#### 本文:
シェルヘン指揮ルガノ放送管のベートーヴェン交響曲第9番(1965.4.5Live)を聴いて思ふ

beethoven_9_scherchen737音楽が揺れる、活き活きと。
指揮者には明らかに意図がある。そして、ここには作曲家が想定した以上の運動がある。しかし、決してそれが眉唾ではなく、的を射た表現に思われるのだから素晴らしい。
おそらく一期一会の音楽。二度と同じものが再現され得ないであろう演奏。
フリードリヒ・ニーチェを思う。

#### 記録一覧:
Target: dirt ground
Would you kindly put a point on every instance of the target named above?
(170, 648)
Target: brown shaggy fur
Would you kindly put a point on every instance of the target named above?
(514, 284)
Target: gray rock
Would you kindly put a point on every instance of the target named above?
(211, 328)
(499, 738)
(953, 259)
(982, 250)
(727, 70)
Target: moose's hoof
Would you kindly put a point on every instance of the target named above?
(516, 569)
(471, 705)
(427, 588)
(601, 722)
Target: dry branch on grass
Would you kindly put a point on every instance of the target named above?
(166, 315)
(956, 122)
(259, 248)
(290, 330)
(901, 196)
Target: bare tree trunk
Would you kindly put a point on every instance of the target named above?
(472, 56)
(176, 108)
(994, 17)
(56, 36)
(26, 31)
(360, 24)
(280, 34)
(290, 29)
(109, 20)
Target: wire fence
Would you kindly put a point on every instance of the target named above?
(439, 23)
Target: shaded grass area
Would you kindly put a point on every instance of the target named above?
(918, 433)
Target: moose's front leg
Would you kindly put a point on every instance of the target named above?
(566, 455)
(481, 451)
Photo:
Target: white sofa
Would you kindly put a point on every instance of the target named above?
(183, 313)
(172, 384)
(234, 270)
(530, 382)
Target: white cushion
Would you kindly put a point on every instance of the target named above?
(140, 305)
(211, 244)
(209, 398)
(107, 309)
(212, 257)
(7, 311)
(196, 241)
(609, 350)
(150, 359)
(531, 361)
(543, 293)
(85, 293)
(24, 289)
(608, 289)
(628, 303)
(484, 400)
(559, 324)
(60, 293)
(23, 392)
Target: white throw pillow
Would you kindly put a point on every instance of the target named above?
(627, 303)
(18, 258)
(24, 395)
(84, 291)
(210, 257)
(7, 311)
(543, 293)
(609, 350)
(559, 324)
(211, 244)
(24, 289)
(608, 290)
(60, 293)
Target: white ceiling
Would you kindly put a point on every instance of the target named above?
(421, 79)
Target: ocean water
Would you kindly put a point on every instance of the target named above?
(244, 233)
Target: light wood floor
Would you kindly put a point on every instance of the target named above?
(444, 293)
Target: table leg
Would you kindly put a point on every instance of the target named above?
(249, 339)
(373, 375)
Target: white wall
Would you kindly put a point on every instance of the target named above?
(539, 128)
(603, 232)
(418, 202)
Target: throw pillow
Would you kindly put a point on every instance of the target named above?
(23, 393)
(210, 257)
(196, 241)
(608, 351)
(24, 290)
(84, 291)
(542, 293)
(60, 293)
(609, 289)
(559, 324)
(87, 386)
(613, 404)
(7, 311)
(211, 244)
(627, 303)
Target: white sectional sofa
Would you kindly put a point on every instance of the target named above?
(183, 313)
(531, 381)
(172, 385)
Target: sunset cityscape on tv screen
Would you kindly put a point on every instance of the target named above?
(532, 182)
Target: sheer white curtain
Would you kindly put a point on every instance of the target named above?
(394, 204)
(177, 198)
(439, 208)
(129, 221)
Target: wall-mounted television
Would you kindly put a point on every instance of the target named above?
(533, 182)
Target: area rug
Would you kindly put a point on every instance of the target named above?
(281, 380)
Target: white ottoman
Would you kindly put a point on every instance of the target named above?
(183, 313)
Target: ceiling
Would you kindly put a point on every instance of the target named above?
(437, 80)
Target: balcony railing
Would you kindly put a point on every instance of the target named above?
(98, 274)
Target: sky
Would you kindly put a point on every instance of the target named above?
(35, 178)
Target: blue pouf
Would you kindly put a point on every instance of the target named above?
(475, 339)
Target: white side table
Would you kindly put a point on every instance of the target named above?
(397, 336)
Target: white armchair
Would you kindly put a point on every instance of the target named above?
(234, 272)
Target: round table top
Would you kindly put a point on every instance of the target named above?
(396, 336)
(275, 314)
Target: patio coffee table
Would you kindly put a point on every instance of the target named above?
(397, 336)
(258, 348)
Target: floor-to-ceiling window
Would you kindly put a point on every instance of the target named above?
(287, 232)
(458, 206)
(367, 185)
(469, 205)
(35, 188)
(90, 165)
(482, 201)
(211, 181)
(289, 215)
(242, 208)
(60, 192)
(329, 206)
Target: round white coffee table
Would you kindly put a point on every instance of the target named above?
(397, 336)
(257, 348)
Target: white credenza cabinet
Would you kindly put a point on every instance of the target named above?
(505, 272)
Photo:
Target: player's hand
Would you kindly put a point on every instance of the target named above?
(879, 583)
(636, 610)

#### 問題:
- A) 上の本文について、次の(i)〜(iii)が本文の内容と合っているかを「はい」か「いいえ」で答え、判断の決め手となる本文の言葉を正確に引用しなさい。
(i) 指揮者には明らかな意図があると述べられている。
(ii) この演奏は何度でも同じように再現できると述べられている。
(iii) 演奏には作曲家が想定した以上の運動があると述べられている。
- B) 上の本文から、「シェルヘン指揮ルガノ放送管の」から「おそらく一期一会の音楽。二度と同じものが再現され得ないであろう演奏。」までのすべてを一字も変えずに書き写しなさい。

#### 問題の解答:
- A)
(i) はい。「指揮者には明らかに意図がある。」
(ii) いいえ。「二度と同じものが再現され得ないであろう演奏。」
(iii) はい。「ここには作曲家が想定した以上の運動がある。」

- B)
シェルヘン指揮ルガノ放送管のベートーヴェン交響曲第9番(1965.4.5Live)を聴いて思ふ

beethoven_9_scherchen737音楽が揺れる、活き活きと。
指揮者には明らかに意図がある。そして、ここには作曲家が想定した以上の運動がある。しかし、決してそれが眉唾ではなく、的を射た表現に思われるのだから素晴らしい。
おそらく一期一会の音楽。二度と同じものが再現され得ないであろう演奏。